DOCUMENT SEGMENT —
Name: SakanaAI/DiscoPOP-zephyr-7b-gemma API
Brand: Featherless.ai
Price: 10.00 USD
Availability: InStock
Author: SakanaAI

SakanaAI DiscoPOP-zephyr-7b-gemma: A Novel Preference Optimized LLM

This model, developed by SakanaAI, is an 8.5 billion parameter language model based on the Gemma architecture, specifically fine-tuned from HuggingFaceH4/zephyr-7b-gemma-sft-v0.1. Its core differentiator lies in its use of DiscoPOP (Discovered Preference Optimization), an algorithm developed by SakanaAI, as an alternative to traditional Direct Preference Optimization (DPO).

Key Capabilities & Features

Novel Optimization Algorithm: Employs DiscoPOP, a unique preference optimization method, for fine-tuning, as detailed in the paper "Discovering Preference Optimization Algorithms with and for Large Language Models".
Base Model: Built upon the robust zephyr-7b-gemma-sft-v0.1 foundation.
Context Length: Supports an 8192-token context window.

(Stored data entries)
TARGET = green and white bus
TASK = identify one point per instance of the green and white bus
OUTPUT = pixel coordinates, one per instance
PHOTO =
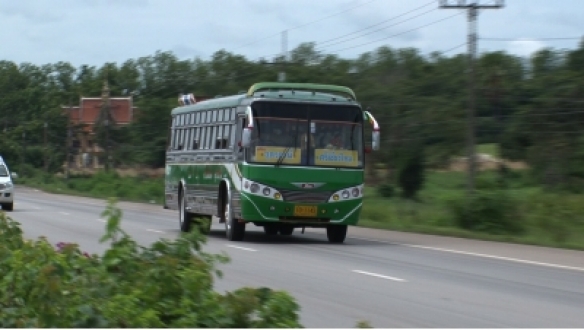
(281, 156)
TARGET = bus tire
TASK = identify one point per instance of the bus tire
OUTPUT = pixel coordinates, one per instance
(234, 230)
(271, 229)
(286, 230)
(185, 219)
(8, 206)
(336, 233)
(204, 223)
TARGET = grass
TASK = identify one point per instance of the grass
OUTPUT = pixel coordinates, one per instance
(101, 185)
(544, 218)
(488, 148)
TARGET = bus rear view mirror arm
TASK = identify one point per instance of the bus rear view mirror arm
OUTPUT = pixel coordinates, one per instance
(375, 139)
(246, 137)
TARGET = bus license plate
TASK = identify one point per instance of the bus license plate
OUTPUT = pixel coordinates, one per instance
(305, 211)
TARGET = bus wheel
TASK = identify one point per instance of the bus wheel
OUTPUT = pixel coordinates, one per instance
(234, 230)
(204, 224)
(336, 233)
(286, 230)
(271, 229)
(184, 218)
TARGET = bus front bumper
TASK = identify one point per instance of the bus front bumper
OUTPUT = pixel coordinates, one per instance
(258, 209)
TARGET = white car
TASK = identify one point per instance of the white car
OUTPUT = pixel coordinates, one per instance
(6, 187)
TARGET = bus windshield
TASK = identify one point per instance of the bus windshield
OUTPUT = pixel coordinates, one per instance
(3, 171)
(307, 135)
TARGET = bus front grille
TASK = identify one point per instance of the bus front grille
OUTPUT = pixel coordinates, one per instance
(301, 196)
(304, 220)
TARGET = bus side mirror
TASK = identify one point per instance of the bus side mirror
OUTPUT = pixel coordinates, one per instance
(375, 140)
(246, 137)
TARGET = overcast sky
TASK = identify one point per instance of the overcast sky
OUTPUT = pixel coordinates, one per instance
(98, 31)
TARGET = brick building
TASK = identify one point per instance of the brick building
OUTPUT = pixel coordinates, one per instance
(85, 152)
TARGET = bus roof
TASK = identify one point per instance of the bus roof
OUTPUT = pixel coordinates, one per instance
(276, 90)
(219, 102)
(282, 86)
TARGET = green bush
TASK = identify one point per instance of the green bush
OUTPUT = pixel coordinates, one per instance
(489, 211)
(386, 190)
(169, 284)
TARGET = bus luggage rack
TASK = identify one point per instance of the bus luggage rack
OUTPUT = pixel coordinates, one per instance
(304, 219)
(299, 196)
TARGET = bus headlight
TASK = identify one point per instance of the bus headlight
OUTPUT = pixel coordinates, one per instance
(347, 194)
(261, 190)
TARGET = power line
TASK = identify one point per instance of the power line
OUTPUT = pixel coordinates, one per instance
(303, 25)
(374, 25)
(529, 39)
(396, 35)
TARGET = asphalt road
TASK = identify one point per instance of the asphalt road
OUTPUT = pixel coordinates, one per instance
(389, 279)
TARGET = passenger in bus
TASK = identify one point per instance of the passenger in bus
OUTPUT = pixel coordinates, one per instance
(282, 136)
(335, 142)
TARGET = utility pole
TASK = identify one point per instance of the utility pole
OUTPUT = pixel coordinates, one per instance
(45, 147)
(472, 7)
(23, 147)
(68, 143)
(282, 73)
(107, 163)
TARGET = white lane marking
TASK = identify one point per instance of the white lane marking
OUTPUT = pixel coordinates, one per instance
(482, 255)
(380, 276)
(537, 263)
(155, 231)
(241, 248)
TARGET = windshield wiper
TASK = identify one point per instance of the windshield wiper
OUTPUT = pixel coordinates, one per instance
(283, 155)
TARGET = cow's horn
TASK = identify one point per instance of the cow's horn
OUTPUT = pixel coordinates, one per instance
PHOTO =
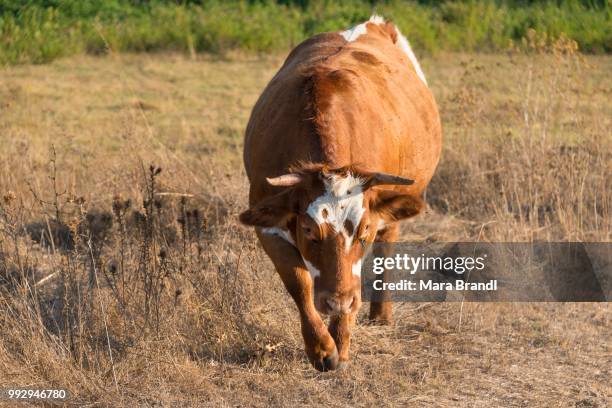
(383, 178)
(285, 180)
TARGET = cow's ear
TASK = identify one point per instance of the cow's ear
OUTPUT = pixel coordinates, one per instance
(270, 212)
(394, 206)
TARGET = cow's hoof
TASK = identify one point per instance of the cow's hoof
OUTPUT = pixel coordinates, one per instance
(328, 363)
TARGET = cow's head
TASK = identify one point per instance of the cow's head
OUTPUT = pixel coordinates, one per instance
(331, 216)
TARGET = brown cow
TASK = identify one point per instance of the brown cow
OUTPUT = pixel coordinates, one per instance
(339, 147)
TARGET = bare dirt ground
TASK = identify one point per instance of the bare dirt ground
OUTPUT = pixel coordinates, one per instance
(164, 300)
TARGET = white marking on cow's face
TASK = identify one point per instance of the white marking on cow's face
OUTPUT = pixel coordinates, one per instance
(279, 232)
(341, 202)
(314, 272)
(357, 268)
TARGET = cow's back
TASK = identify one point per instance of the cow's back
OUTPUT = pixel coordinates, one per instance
(342, 103)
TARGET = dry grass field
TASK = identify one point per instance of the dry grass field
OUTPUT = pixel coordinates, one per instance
(134, 286)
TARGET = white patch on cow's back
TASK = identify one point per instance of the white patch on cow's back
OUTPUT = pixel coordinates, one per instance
(404, 45)
(342, 201)
(355, 32)
(279, 232)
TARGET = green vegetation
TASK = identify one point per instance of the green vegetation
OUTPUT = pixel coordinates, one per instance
(40, 30)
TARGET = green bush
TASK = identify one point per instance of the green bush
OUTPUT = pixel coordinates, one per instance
(37, 31)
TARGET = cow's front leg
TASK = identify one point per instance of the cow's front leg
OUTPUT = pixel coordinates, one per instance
(382, 311)
(320, 346)
(340, 327)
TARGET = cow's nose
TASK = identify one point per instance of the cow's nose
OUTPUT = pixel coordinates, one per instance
(339, 305)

INSTRUCTIONS FOR THE TASK — Based on the DiscoPOP-zephyr-7b-gemma model page, decide whether each statement agrees with it. Answer yes or no for each, quoting the words from the page that decide it. 1. The model has 8.5 billion parameters. 2. The model is fine-tuned with traditional Direct Preference Optimization. 3. The model's context window is 4096 tokens. These entries were taken from a separate source.

ANSWER FOR THE TASK —
1. Yes: "an 8.5 billion parameter language model"
2. No: "as an alternative to traditional Direct Preference Optimization (DPO)"
3. No: "Supports an 8192-token context window."